--- Task material ---

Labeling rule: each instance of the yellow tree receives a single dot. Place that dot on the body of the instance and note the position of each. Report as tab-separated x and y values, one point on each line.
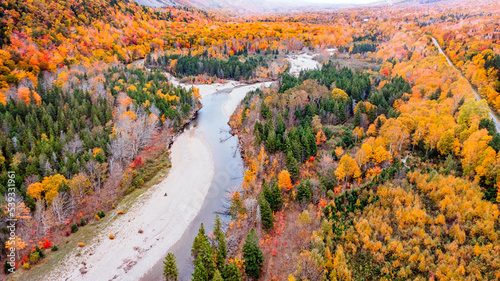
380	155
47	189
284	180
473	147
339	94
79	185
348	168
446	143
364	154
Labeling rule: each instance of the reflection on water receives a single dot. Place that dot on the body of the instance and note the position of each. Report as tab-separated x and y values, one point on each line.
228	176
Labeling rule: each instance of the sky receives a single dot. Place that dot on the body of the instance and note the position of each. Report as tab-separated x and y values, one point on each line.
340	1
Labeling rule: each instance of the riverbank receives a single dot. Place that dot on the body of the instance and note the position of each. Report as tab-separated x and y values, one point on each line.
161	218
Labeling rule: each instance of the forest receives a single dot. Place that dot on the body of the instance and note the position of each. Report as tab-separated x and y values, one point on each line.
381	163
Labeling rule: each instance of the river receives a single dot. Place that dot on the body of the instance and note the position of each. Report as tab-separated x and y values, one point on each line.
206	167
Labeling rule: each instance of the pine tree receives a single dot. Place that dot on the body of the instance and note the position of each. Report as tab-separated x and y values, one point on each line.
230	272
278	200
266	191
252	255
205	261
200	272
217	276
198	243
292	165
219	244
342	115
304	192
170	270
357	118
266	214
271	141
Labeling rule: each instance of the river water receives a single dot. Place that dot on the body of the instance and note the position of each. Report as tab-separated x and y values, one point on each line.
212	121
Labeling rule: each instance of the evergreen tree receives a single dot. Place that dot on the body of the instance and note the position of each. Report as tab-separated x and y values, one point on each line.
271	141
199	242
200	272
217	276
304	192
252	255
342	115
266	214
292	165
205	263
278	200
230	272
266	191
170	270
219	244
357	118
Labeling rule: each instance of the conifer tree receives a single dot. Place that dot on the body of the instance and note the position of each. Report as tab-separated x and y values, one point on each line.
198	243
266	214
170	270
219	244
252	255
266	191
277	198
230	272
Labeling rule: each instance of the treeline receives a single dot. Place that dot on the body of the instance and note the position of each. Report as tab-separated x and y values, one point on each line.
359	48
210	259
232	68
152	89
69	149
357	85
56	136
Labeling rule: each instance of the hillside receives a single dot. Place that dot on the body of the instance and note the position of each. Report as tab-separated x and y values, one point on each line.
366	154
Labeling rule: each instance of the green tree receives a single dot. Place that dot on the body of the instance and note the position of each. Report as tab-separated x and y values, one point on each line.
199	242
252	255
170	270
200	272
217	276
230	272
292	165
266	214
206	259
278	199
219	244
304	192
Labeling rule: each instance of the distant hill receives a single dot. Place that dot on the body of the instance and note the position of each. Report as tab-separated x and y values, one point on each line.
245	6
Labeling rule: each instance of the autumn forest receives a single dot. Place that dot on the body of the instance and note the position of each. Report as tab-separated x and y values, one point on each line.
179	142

---

Copy each line exactly, from the line containing "Labeling rule: each instance of the river water" down to the last line of the material, and no other lines.

Labeling rule: each instance of the river water receives a single dot. Place that dot on the body of the instance and note the position of each. Report as tab-separated x and y values, one point on each line.
212	121
Labeling rule: each instance of the evergreen tree receives a single dot. Place that dot on the body of the instance and note the position of each. Report as tab-separated x and y values, one point on each line.
271	141
199	242
200	272
217	276
304	192
252	255
342	115
266	214
292	165
205	263
278	200
230	272
266	191
170	270
219	244
357	118
Labeling rule: each instance of the conifer tree receives a single dot. Place that dot on the body of the instance and note the position of each. Report as tab-separated x and y values, one point on each line.
198	243
266	214
170	270
219	244
252	255
266	191
277	198
230	272
Labeling rule: each instance of the treeline receives a single dot. Place that dot on the body of the instance and note the position of each. Report as tab-separated x and y values, one point on each line.
359	48
210	259
232	68
152	89
69	149
357	85
56	136
Labeling rule: each instance of the hillside receives a single dot. Place that dot on the body of the instance and note the position of each. Report as tab-separated x and y values, one point on each line.
366	154
Labeling rule: each instance of the green tree receives a single dot. Place that dot on the body of the instance and note the position of each. Report as tab-separated x and y values, one point on each line.
199	242
252	255
170	270
200	272
217	276
230	272
292	165
266	214
206	259
278	199
219	244
304	192
Labeling rule: each instance of the distant hill receives a single dot. Place that dot on the body of the instance and note the position of each. Report as tab-separated x and y values, one point on each line.
245	6
Labeling rule: each instance of the autumn forest receives a single dot. Place that dot on the body of the instance and note the position of each. Report as tab-separated x and y values, one point on each line.
179	142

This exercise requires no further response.